**Text passage**
┌──

DALE POTTER, WARREN COUNTY DISTRICT ATTY.: We got 15 counts of sexual battery by an authority figure based on the position as a teacher that she had with this student at Centertown Elementary School. There's 13 counts of statutory rape.

TODD: She could face more than 100 years in jail. The Warren County district attorney tells CNN the relationship began this past November and ended in January.

UNIDENTIFIED MALE: Do you have anything to say?


UNIDENTIFIED MALE: Did you have an affair with the boy?

TODD: Seem familiar? We've reported recently on the case of Deborah Lafave, the 24-year-old remedial reading teacher facing trial in two Florida jurisdictions for allegedly having sex with a then 13- year-old boy from her middle school. Her attorney is pursuing the insanity defense.

JOHN FITZGIBBONS, DEBRA LAFAVE'S ATTORNEY: Debbie has some profound emotional issues that are not her fault. I think once anyone reads what the doctors have to say, they'll understand a lot more.

TODD: The attorney wouldn't comment when we called to find out what those issues are. Lafave's husband has spoken of the emotional trauma she suffered when her sister was killed in a car accident. But does that explain this entry in a Florida sheriff's probable cause affidavit when the boy said detectives Lafave was, quote, "turned on by the fact that having sexual relations with him was not allowed."

└──

**Exercise input**
┌──

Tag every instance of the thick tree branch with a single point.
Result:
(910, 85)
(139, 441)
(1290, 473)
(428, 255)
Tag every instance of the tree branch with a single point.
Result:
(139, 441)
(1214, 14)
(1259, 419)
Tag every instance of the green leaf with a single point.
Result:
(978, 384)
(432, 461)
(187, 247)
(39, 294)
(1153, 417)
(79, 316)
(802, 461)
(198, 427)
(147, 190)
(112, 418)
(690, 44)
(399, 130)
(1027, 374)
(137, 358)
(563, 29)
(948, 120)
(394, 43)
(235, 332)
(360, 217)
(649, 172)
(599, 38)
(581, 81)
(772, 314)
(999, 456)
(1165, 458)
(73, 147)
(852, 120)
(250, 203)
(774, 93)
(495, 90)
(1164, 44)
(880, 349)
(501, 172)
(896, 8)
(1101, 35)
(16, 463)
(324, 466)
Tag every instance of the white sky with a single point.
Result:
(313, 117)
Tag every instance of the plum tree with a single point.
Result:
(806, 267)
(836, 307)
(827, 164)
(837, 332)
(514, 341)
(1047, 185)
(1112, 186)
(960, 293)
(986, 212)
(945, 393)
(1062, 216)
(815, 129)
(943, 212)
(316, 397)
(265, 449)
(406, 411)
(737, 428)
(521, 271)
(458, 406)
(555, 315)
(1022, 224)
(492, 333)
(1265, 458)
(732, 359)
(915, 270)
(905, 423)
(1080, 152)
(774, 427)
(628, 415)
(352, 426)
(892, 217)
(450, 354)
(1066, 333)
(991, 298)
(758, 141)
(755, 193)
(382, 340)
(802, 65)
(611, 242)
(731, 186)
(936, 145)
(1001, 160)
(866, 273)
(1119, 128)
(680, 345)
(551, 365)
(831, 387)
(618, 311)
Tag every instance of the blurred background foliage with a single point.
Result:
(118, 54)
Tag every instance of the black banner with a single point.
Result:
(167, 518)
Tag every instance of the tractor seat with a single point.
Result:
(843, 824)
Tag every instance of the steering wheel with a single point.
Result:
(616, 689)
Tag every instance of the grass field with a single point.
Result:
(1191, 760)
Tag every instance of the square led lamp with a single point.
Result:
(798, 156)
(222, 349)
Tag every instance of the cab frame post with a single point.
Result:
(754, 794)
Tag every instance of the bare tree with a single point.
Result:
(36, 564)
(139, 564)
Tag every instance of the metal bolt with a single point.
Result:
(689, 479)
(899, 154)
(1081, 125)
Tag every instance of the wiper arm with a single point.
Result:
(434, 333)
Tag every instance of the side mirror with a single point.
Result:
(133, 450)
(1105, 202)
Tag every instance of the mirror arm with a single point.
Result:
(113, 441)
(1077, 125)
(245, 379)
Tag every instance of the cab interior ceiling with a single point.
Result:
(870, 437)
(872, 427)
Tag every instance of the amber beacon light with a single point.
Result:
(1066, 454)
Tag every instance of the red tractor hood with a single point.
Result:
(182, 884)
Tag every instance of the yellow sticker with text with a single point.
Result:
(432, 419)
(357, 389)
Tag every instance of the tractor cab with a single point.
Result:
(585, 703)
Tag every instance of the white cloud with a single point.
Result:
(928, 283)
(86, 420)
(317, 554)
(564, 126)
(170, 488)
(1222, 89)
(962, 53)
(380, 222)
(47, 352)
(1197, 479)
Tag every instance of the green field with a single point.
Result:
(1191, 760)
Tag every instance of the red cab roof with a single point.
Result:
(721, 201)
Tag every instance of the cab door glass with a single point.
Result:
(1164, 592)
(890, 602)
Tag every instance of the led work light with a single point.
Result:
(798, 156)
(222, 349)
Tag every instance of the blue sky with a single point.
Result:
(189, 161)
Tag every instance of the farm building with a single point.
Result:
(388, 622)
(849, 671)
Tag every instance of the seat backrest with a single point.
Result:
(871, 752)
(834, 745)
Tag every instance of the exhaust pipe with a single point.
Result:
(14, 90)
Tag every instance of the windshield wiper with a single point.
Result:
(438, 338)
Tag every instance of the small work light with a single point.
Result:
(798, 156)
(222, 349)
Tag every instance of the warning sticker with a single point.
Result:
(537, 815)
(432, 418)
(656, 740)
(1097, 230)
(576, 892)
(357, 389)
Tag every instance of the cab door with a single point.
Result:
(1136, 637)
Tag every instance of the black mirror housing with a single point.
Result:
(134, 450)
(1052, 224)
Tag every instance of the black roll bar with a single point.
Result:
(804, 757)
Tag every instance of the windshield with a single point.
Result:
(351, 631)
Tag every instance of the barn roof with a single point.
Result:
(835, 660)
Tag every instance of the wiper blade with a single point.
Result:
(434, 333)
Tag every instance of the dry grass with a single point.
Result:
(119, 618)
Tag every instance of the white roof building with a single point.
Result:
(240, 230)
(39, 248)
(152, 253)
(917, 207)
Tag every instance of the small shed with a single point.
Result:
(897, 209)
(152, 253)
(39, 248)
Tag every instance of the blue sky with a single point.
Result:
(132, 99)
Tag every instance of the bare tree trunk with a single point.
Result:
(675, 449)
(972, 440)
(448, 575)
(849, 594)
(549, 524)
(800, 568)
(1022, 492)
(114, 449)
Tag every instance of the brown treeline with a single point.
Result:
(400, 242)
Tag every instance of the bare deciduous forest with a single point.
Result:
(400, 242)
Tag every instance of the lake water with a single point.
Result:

└──

**Requests**
• A. Write out the part of the transcript from "UNIDENTIFIED MALE: Did" to "the insanity defense.", word for word.
• B. How many lines of the records contain the string "wiper"? Reply with the number alone.
The transcript and the records were taken from unrelated sources.

**Responses to the tasks**
• A.
UNIDENTIFIED MALE: Did you have an affair with the boy?

TODD: Seem familiar? We've reported recently on the case of Deborah Lafave, the 24-year-old remedial reading teacher facing trial in two Florida jurisdictions for allegedly having sex with a then 13- year-old boy from her middle school. Her attorney is pursuing the insanity defense.

• B. 3